- EXERCISE DETAILS
Rewrite the lines below as a numbered list, omitting any blank lines.

[Contour annotation records]

┏━━

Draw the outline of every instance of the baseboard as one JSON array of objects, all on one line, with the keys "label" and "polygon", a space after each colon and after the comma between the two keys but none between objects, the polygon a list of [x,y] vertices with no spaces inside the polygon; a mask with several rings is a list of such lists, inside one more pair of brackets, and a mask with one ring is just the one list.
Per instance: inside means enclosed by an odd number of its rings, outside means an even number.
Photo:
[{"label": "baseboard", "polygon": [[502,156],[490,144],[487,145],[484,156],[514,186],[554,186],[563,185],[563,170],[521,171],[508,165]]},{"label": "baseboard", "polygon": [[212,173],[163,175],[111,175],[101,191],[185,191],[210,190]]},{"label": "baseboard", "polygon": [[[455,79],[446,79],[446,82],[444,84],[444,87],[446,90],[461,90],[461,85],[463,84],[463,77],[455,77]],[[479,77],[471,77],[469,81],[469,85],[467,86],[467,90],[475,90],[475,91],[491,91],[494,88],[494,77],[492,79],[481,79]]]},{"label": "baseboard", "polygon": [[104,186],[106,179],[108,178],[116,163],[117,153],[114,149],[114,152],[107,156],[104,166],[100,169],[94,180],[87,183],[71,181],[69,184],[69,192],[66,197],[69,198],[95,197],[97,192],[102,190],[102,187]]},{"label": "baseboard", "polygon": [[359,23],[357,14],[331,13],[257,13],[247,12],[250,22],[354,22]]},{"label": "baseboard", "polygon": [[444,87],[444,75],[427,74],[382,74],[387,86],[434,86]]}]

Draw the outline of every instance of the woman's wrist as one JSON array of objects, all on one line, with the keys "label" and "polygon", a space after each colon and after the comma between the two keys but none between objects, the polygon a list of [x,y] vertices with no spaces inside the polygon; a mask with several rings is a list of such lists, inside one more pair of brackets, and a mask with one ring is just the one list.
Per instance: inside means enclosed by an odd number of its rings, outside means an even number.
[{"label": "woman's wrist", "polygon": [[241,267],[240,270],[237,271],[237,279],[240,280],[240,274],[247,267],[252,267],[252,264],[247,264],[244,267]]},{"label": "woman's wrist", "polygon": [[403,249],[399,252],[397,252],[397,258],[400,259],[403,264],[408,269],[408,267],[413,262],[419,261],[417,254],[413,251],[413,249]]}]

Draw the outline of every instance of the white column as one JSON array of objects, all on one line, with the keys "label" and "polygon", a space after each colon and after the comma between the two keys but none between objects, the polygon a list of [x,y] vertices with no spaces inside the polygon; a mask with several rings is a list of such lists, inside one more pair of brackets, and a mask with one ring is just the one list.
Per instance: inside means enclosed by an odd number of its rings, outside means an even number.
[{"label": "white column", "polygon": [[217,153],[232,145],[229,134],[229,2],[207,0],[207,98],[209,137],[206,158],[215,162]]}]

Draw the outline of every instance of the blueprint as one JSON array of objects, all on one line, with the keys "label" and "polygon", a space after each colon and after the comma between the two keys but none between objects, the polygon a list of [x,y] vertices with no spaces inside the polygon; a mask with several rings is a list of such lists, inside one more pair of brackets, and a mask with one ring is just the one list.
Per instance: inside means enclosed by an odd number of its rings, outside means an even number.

┗━━

- THE OUTPUT
1. Draw the outline of every instance of the baseboard as one JSON array of objects, all on one line, with the keys "label" and "polygon", a space after each colon and after the comma between the two keys but none between objects, the polygon a list of [x,y] vertices with no spaces inside the polygon; a mask with several rings is a list of such lists, inside one more pair of brackets, and a mask with one ring is just the one list.
2. Per instance: inside means enclosed by an odd number of its rings, outside means an even number.
3. Photo:
4. [{"label": "baseboard", "polygon": [[502,156],[490,144],[487,145],[484,156],[514,186],[554,186],[563,185],[563,170],[521,171],[508,165]]},{"label": "baseboard", "polygon": [[212,173],[163,175],[111,175],[101,191],[185,191],[210,190]]},{"label": "baseboard", "polygon": [[[455,79],[446,79],[446,82],[444,84],[444,87],[446,90],[461,90],[461,85],[463,84],[463,77],[455,77]],[[479,77],[471,77],[469,81],[469,85],[467,86],[467,90],[475,90],[475,91],[491,91],[494,88],[494,77],[492,79],[481,79]]]},{"label": "baseboard", "polygon": [[104,186],[106,179],[108,178],[116,163],[117,153],[114,149],[114,152],[107,156],[104,166],[100,169],[94,180],[87,183],[71,181],[69,184],[69,192],[66,197],[69,198],[95,197],[97,192],[102,190],[102,187]]},{"label": "baseboard", "polygon": [[359,23],[357,14],[331,13],[257,13],[247,12],[250,22],[354,22]]},{"label": "baseboard", "polygon": [[444,87],[444,75],[427,74],[382,74],[387,86],[434,86]]}]
5. Draw the outline of every instance of the woman's wrist as one JSON array of objects, all on one line, with the keys "label" and "polygon", a space after each colon and after the comma between the two keys but none between objects, the polygon a list of [x,y] vertices with no spaces inside the polygon; a mask with several rings is a list of such lists, inside one more pair of brackets, and a mask with one ring is just the one list.
6. Per instance: inside means enclosed by an odd number of its rings, outside means an even number.
7. [{"label": "woman's wrist", "polygon": [[241,267],[240,270],[237,271],[237,279],[240,280],[240,274],[247,267],[252,267],[252,264],[247,264],[244,267]]},{"label": "woman's wrist", "polygon": [[403,249],[399,252],[397,252],[397,258],[400,259],[403,264],[408,269],[408,267],[413,262],[419,261],[417,254],[413,251],[413,249]]}]
8. Draw the outline of every instance of the white column as one JSON array of objects, all on one line, with the keys "label" and "polygon", a space after each colon and after the comma between the two keys but none between objects, the polygon a list of [x,y] vertices with no spaces inside the polygon; a mask with several rings is a list of such lists, inside one more pair of brackets, and a mask with one ring is just the one list.
9. Per instance: inside means enclosed by an odd number of its rings, outside means an even number.
10. [{"label": "white column", "polygon": [[217,153],[232,145],[229,134],[229,2],[207,0],[207,98],[209,137],[206,158],[215,162]]}]
11. Draw the outline of every instance of the blueprint as one JSON array of objects, all on one line, with the keys "label" and "polygon", a space after each colon and after the comma between the two keys but none between objects, the polygon a list of [x,y] vertices with no spaces inside the polygon; a mask with several rings is a list of such lists, inside one more pair of brackets, and a mask with one ring is just the one list.
12. Per instance: inside means enclosed by an odd number of its rings, outside means an even number.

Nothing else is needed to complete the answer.